Render every entry exactly as it appears.

─── MATERIAL SUPPLIED ───

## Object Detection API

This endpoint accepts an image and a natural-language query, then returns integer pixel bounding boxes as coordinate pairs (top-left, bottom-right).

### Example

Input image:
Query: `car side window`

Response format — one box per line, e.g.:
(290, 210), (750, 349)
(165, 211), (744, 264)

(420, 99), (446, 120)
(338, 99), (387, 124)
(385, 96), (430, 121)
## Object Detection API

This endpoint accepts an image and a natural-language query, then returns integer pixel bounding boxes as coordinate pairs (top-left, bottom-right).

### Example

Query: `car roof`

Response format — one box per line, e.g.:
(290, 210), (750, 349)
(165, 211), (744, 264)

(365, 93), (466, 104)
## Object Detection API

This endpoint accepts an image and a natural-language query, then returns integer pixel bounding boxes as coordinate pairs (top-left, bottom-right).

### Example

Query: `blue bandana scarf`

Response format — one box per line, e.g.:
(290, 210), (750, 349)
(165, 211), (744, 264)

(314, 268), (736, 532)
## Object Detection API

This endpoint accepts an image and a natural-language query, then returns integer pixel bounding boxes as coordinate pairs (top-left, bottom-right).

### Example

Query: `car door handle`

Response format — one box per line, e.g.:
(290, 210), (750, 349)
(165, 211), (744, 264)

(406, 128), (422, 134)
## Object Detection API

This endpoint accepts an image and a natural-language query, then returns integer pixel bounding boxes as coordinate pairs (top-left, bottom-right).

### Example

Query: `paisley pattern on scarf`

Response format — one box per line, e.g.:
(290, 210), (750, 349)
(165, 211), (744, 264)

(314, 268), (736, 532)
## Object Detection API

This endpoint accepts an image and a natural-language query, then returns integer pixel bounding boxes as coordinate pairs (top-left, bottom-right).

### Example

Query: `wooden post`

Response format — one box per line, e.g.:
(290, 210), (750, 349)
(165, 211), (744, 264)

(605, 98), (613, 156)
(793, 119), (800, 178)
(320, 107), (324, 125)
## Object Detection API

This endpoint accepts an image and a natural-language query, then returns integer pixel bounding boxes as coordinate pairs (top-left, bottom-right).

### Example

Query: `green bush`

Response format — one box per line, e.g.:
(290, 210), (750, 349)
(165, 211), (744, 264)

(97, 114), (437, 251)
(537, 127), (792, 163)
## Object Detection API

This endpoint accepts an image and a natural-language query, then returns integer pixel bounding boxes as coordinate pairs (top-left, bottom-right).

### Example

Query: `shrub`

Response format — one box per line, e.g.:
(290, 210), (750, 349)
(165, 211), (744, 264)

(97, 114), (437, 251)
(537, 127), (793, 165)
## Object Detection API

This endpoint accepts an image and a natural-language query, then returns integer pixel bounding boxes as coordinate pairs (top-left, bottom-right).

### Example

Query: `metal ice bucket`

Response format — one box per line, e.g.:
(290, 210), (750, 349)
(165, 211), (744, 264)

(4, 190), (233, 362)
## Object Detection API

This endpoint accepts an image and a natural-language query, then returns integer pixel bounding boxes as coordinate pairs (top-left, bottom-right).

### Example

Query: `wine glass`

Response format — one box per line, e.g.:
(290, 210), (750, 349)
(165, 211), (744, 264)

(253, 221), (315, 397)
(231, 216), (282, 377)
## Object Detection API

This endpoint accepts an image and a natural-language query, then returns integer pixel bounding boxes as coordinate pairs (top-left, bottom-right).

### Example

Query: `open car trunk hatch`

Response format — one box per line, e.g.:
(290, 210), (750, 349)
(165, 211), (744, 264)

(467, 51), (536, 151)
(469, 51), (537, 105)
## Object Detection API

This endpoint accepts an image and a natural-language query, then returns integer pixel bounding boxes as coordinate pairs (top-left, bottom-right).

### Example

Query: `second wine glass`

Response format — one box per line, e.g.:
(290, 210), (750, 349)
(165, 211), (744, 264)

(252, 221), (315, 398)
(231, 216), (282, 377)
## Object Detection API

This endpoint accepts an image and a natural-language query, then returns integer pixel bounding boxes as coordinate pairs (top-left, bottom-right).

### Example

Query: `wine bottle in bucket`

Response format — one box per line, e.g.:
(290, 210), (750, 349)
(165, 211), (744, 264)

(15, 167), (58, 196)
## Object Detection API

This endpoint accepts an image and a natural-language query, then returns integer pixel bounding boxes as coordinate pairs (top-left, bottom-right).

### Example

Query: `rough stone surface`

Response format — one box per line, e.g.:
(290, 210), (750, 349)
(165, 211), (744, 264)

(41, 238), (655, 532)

───

REPLY:
## Object Detection API

This endpoint accepts an image and a natural-language query, then returns integer pixel bounding boxes as coordinate pairs (top-left, bottom-right).

### Example

Input image:
Query: `car side window`

Response format — one box per line, e.g.:
(290, 210), (750, 349)
(165, 211), (744, 264)

(420, 99), (446, 120)
(338, 99), (387, 124)
(385, 96), (430, 121)
## Object Detection API

This endpoint accepts an image and a natural-language query, then returns integer pixel bounding boxes as coordinate pairs (top-left, bottom-right).

### Example

Query: `car roof`

Response format — one box per line, e.g.:
(290, 210), (750, 349)
(165, 211), (744, 264)

(365, 93), (466, 104)
## Object Detection API

This endpoint accepts an image and a natural-language query, then returns integer pixel bounding boxes as coordinate pairs (top-left, bottom-right).

### Example

Query: `blue bandana scarf`

Response format — one box per line, e.g.:
(290, 210), (750, 349)
(165, 211), (744, 264)

(314, 268), (736, 532)
## Object Detection API

This endpoint accepts an image and a natural-language query, then returns integer pixel bounding boxes as coordinate pairs (top-left, bottom-right).

### Example

Query: `car door handle`

Response format — one box per line, e.g.:
(290, 210), (750, 349)
(165, 211), (744, 264)

(406, 128), (422, 134)
## Object Detection API

This endpoint accepts an image and a natural-language query, then returns integer pixel bounding boxes as coordinate pairs (top-left, bottom-right).

### Example

Query: `paisley pattern on scarf`

Response format — one box per line, e.g.:
(290, 210), (750, 349)
(165, 211), (744, 264)

(314, 268), (736, 532)
## Object Detection API

This endpoint accepts an image and a natural-language query, then returns integer pixel bounding boxes as coordinate pairs (top-left, bottom-right).

### Example

Query: `wooden post`

Response format — one box per line, e.g.:
(290, 210), (750, 349)
(165, 211), (744, 264)

(605, 98), (613, 156)
(793, 119), (800, 178)
(320, 107), (324, 125)
## Object Detection API

This endpoint accepts an image and a natural-language query, then returns integer pixel bounding boxes as coordinate pairs (top-left, bottom-right).

### Example

Query: `green bush`

Response format — one box per line, e.g.:
(290, 210), (750, 349)
(165, 211), (744, 264)

(97, 114), (437, 251)
(537, 127), (792, 163)
## Object Detection API

This endpoint accepts an image and a natural-language query, then returns integer pixel bounding boxes as coordinate pairs (top-left, bottom-right).

### Example

Query: `shrub`

Response format — one box per line, e.g.:
(290, 210), (750, 349)
(165, 211), (744, 264)

(97, 114), (437, 251)
(537, 127), (793, 165)
## Object Detection API

This endpoint accepts an image and a natural-language query, then returns integer pixel bounding boxes as coordinate pairs (top-left, bottom-right).

### Example

Query: `metal ice bucket`

Response format — one box per line, e.g.:
(290, 210), (750, 349)
(165, 211), (744, 264)

(4, 190), (233, 362)
## Object Detection API

This endpoint accepts an image and a natural-language query, then returns integer pixel bounding boxes as coordinate pairs (top-left, bottom-right).

### Example

Query: `wine glass`

Response format — one box per line, e.g.:
(290, 210), (750, 349)
(165, 211), (744, 264)

(253, 221), (315, 397)
(231, 216), (282, 377)
## Object Detection API

This endpoint accepts an image and a natural-language query, then returns integer pixel bounding boxes as coordinate pairs (top-left, bottom-right).

### Example

Query: `open car trunk hatch`

Response format — one box per line, e.g.:
(290, 210), (750, 349)
(165, 211), (744, 264)

(467, 51), (536, 151)
(469, 51), (537, 105)
## Object Detection API

This endpoint accepts an image and a natural-language query, then returns integer pixel bounding boxes as coordinate pairs (top-left, bottom-right).

### Example

Query: `second wine glass`

Response format — one box per line, e.g.:
(290, 210), (750, 349)
(165, 211), (744, 264)

(252, 221), (315, 398)
(231, 216), (282, 377)
## Object Detection API

This endpoint accepts an image and a natural-language query, then returns integer pixel bounding boxes as coordinate pairs (top-left, bottom-right).

### Example

Query: `wine bottle in bucket`

Response format — one box per line, e.g.:
(290, 210), (750, 349)
(165, 211), (744, 264)

(15, 167), (58, 196)
## Object Detection API

This endpoint accepts an image and a natural-language query, then returns integer pixel bounding boxes as coordinate pairs (top-left, bottom-right).

### Example

Query: `rough stone surface`

Response format — one box per line, e.g.:
(290, 210), (750, 349)
(165, 211), (744, 264)

(41, 238), (655, 532)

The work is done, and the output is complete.